Material supplied →
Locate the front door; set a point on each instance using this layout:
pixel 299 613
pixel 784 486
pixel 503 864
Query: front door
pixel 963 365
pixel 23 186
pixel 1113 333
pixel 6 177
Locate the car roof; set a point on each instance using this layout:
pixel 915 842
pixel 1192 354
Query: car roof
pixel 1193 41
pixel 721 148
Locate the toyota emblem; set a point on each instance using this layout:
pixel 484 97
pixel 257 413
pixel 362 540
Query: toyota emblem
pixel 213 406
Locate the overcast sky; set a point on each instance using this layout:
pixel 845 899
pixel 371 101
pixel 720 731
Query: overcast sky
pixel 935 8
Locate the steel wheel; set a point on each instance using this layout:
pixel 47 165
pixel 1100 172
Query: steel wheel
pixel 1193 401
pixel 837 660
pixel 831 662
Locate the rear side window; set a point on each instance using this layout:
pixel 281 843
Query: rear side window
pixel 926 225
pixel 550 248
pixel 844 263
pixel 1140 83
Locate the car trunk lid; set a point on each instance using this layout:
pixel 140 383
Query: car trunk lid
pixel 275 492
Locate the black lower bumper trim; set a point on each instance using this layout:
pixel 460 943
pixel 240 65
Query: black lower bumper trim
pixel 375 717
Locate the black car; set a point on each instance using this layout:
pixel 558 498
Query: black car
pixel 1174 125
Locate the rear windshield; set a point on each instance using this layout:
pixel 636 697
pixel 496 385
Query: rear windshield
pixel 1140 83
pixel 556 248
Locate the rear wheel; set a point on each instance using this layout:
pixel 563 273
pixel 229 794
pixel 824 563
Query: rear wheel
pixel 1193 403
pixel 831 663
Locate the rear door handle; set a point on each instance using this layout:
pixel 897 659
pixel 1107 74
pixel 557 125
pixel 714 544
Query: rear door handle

What the task requires →
Reproduce the records above word for word, everything from their very first line down through the line containing "pixel 831 663", including that line.

Complete answer →
Locate the front door; set a point on each instance using this layout:
pixel 299 613
pixel 784 486
pixel 503 864
Query: front door
pixel 963 365
pixel 23 186
pixel 1113 333
pixel 6 177
Locate the car roof; set a point on each instance using this layout:
pixel 915 842
pixel 1192 354
Query: car roof
pixel 1193 41
pixel 721 148
Locate the toyota emblem; set a point on each instance using this layout:
pixel 484 97
pixel 257 413
pixel 362 540
Query: toyota emblem
pixel 213 406
Locate the overcast sky; set a point on each instance using this layout:
pixel 845 899
pixel 371 101
pixel 720 731
Query: overcast sky
pixel 935 8
Locate the steel wheel; set a point on each instance using this layout:
pixel 47 165
pixel 1100 172
Query: steel wheel
pixel 1193 401
pixel 837 660
pixel 831 662
Locate the rear side window; set a point on each instance using this layout:
pixel 281 843
Query: rear side window
pixel 926 225
pixel 550 248
pixel 844 263
pixel 1140 83
Locate the car trunk lid; set a point on each instance using this layout:
pixel 140 383
Query: car trunk lid
pixel 275 492
Locate the black lower bumper trim; set a point on each instance using this layout:
pixel 460 943
pixel 240 65
Query: black lower bumper trim
pixel 375 717
Locate the black car; set a point on each instance using this layout:
pixel 558 498
Query: black car
pixel 1174 125
Locate the rear windshield; set a point on each instance using this layout:
pixel 636 697
pixel 496 385
Query: rear windshield
pixel 1140 83
pixel 556 248
Locate the rear wheel; set a point on each instance using this layout:
pixel 563 273
pixel 229 794
pixel 824 563
Query: rear wheel
pixel 1193 403
pixel 831 663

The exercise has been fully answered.